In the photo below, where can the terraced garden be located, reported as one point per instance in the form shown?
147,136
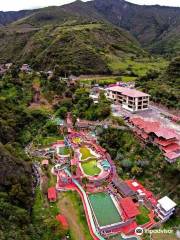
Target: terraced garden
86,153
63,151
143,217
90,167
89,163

++++++

Отредактируйте перечень выше: замените везде «terraced garden» на «rice terrace», остальное оставьте без изменений. Изображения в ответ не включайте.

:: Ответ на задание ::
In the photo below, where can the rice terrace be located, reported as one point per instance in the form shown?
147,136
Target: rice terrace
86,153
63,151
143,217
90,167
89,163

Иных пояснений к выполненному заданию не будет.